(Records of named objects to point at)
########################################

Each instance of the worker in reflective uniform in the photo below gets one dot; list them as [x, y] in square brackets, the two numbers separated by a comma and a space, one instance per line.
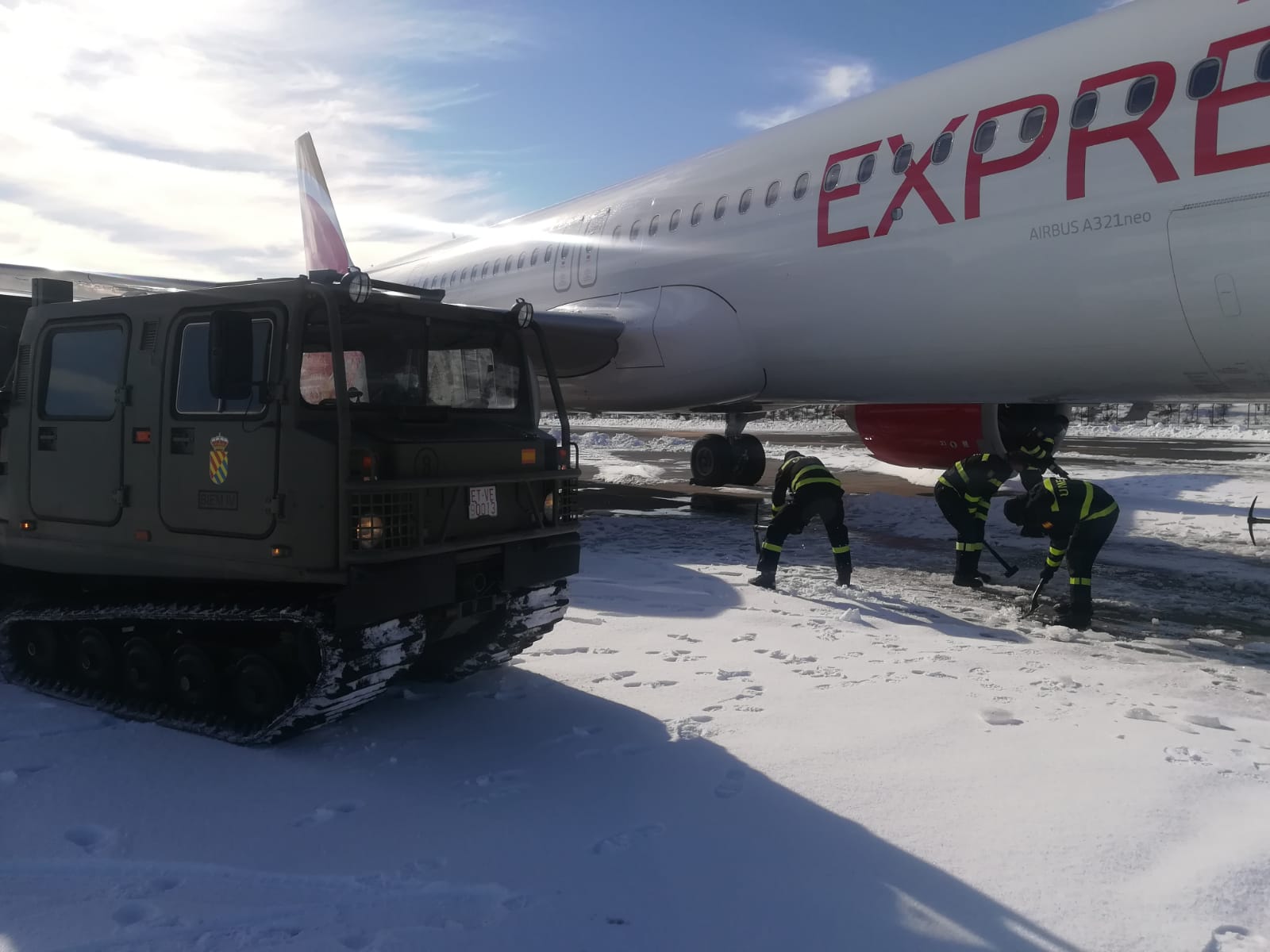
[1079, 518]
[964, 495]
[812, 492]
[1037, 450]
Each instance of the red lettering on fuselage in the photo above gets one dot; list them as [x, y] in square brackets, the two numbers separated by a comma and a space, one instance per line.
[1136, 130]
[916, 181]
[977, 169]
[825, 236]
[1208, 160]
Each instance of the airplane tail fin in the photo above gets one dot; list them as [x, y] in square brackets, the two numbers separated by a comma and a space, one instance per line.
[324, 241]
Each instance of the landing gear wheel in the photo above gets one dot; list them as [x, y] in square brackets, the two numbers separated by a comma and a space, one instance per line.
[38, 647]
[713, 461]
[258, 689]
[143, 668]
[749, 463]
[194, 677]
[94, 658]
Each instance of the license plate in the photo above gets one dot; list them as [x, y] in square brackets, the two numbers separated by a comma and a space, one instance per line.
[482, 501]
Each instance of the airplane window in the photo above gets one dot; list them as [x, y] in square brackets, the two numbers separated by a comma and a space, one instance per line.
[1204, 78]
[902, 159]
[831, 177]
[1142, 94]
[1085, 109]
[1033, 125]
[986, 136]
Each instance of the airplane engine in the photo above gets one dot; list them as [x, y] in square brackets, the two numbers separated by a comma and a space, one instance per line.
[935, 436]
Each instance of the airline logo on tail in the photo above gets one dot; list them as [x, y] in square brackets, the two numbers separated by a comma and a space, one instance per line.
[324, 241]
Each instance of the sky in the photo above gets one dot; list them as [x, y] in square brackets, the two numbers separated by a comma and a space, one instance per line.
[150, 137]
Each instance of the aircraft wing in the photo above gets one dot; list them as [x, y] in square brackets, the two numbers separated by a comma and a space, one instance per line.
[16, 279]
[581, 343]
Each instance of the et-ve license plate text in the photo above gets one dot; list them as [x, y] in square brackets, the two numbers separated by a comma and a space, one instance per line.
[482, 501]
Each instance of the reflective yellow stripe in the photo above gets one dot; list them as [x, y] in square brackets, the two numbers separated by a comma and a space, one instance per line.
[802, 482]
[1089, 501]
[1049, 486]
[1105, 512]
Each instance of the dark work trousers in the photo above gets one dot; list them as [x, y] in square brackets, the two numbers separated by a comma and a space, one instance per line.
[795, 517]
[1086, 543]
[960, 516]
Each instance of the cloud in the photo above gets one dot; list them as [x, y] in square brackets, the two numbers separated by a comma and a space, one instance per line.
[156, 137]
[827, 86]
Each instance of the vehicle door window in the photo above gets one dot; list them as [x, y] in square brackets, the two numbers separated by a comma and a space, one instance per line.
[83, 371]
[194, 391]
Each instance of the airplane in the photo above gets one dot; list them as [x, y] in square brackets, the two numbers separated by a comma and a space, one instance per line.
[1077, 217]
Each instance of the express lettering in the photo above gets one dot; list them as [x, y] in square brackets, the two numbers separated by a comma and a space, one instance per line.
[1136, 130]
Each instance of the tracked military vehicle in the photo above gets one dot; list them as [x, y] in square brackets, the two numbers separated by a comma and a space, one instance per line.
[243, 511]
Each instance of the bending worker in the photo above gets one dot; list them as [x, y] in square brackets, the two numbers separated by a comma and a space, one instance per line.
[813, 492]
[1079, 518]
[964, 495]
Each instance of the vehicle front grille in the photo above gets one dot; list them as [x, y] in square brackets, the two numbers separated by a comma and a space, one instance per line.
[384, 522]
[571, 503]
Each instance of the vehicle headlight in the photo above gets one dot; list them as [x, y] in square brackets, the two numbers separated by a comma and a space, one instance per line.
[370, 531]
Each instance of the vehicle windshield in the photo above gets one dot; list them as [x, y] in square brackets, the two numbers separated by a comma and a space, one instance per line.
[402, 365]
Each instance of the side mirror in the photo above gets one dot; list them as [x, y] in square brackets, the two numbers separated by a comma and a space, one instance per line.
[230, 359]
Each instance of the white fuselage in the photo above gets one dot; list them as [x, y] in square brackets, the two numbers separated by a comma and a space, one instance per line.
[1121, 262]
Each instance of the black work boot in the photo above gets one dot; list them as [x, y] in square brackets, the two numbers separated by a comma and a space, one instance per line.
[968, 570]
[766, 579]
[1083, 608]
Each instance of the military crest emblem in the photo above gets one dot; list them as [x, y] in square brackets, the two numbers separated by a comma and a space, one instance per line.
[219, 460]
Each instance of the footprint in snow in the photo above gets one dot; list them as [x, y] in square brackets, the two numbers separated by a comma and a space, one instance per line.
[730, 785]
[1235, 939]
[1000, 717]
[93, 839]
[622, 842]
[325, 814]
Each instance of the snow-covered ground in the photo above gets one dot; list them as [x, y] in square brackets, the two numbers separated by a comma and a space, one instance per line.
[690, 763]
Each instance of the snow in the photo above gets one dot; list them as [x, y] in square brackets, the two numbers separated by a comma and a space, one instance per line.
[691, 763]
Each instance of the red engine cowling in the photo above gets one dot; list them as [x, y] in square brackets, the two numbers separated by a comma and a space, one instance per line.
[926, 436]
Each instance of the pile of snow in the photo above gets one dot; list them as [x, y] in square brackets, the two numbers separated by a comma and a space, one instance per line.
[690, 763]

########################################

• **Aim of the task**:
Rewrite all the records above, replacing "gets one dot" with "is marked with one point" and changing nothing else. Leave the pictures out of your answer.

• **Response**:
Each instance of the worker in reflective uniform in the photo below is marked with one point; list them as [x, y] in square brackets, the two numbers separated by a comma and a space, one instance per line.
[1079, 518]
[964, 495]
[812, 492]
[1037, 450]
Each instance of the red lettering on fuselage in the photo above is marked with one point; list them as [x, y] in square brackets, the two numbers separated by a comma and a space, one instance per line.
[1136, 130]
[916, 181]
[977, 169]
[825, 236]
[1208, 160]
Each instance of the airplane tail fin in the photo above is marked with one point; list them as [x, y] in square brackets, the two numbers separated by a comma and a space, one instance per line.
[324, 241]
Each instance of the landing gear wheel in the photo above is marked with one point; list them as [x, y] in square brackets, the two numbers separated by a comma and a space, one instance per line.
[38, 647]
[713, 461]
[258, 689]
[143, 668]
[749, 463]
[194, 677]
[94, 658]
Each instance of the license plate in the photo above is marked with one point; list them as [x, y] in square brackets, the two numbers separated by a comma and a space, one instance per line.
[482, 501]
Each instance of the airplane window in the photo above is marked with one point; list them as [x, y] in square brackets, the two numbers separated by a comma and a space, one instance per line.
[1204, 78]
[902, 159]
[831, 177]
[1142, 94]
[1085, 109]
[1033, 125]
[986, 136]
Each instance of the airplane engine in the photo above is marked with one point; list them as [x, y] in square brackets, the two numbers separated by a comma and a space, one instance per line.
[935, 436]
Each instance of the airline logo on tail in the photo above is marked with one point; list them as [x, y] in square brackets, the two numbers separated by a comma and a space, one instance per line.
[324, 241]
Each instance of the sky in the photo above is marked with one point; list them as [x, y] in square brackets, the two numbers separated by a comma and a space, one instance per line.
[150, 137]
Each instance of the aircraft wing in the photo above is marked with one point; list them as [x, y] in square brackets, the two numbers separated by a comma and a space, one instance per line.
[16, 279]
[581, 343]
Each instance of the et-ve license plate text in the photo above is marked with one point; list them as [x, y] in square brackets, the two numbers separated by a comma and a space, one instance per line.
[482, 501]
Each instance of the reflective yellow stripe in the photo above is marked with one point; list them as [x, y] in square brackets, the two numbers separated by a comma and a space, one instance per line.
[802, 482]
[1089, 501]
[1049, 486]
[1105, 512]
Each instance of the dark work trousers in the photo above is marked with one point; list them as [x, y] in square brackets, the two numbers separated by a comma and a space, one instance per line.
[795, 517]
[1086, 543]
[960, 516]
Each instance of the cloud in the photo above is marked with one point; list them as [x, y] in square brackets, the two numbers separated by a comma and a space, one instance per line.
[156, 137]
[827, 86]
Each instance of the vehicle door window in the photo above is marked with one point; list them as [x, y] in square brackets, the two numbers separated by a comma and a space, one instance per line.
[83, 371]
[194, 391]
Each instance of the airplane in the photo above is marked with one point; list them as [x, y] in square brackets, the two numbers separated by a comma and a space, one instance per line.
[1077, 217]
Each instance of the express lettering in the photo above is marked with one point; list them as [x, y] in square brackets, the two numbers separated by a comma and a space, one instance per line.
[1136, 130]
Each instance of the tracked military vehicle in the photo above is marked with one point; list them as [x, y] in square brackets, the two numbers separated by a comma and a space, one instance per line.
[243, 511]
Each instance of the bending worker in the photo above is marked with one point; list them as [x, y] in square brackets, the two numbers separated by a comma and a space, one instance per line.
[813, 492]
[1079, 518]
[964, 495]
Each instance of the vehicle front grille in the photo above is marked with one point; list them as [x, y] in square brackets, the two numbers separated by a comma and a space, one instance per line.
[384, 522]
[571, 503]
Each instance of the vehicle headlight in the photo above is marked with one point; list them as [x, y] in square brackets, the two numbers separated by a comma and a space, one instance per line.
[370, 531]
Each instance of the vehicle windshield in the photo above is marked with one point; list them as [x, y] in square brackets, the two numbers separated by a comma and a space, one instance per line.
[402, 365]
Each instance of the side mirror in the photo above is marked with one point; list them as [x, y] in square brackets, the two numbers separated by a comma and a space, one instance per line.
[230, 359]
Each instance of the white fuselage in the photo above is marked with one point; list them as [x, y] in square brackets, the two numbers separated by a comma and a space, one instance per line.
[1121, 262]
Each instance of the black work boot in the photo above is marked with one point; list them as [x, y] in square brackets, the two numbers separated by a comma and a space, one instance per line.
[968, 570]
[766, 579]
[1083, 608]
Each instance of the military crest emblem in the photo above is marked with one point; list them as [x, y] in square brackets, the two numbers separated by a comma and a space, one instance per line.
[219, 460]
Each instance of the footprint in snow in the photo above is marked with one point; list them as [x, y] in square brackets, the two numbers separated by a comma and a space, one instance per line.
[730, 785]
[1235, 939]
[1000, 717]
[93, 839]
[622, 842]
[325, 814]
Each instance of the snow-covered ground in the photo above is marked with one point; list them as [x, y] in square brackets, the two numbers separated by a comma and a space, one instance per line.
[690, 763]
Each instance of the snow in the photo above is marked with one point; list them as [x, y] in square brackets, the two numbers separated by a comma and a space, one instance per line.
[691, 763]
Each instance of the red engine cowling in the photo above is marked with one point; list them as [x, y] in square brackets, the two numbers separated by a comma and a space, one instance per line.
[926, 436]
Each instance of the pile of snow in the photo above is marked with one point; list them as [x, y] in square brackets, the two numbers separated by a comma and a space, one instance per line.
[690, 763]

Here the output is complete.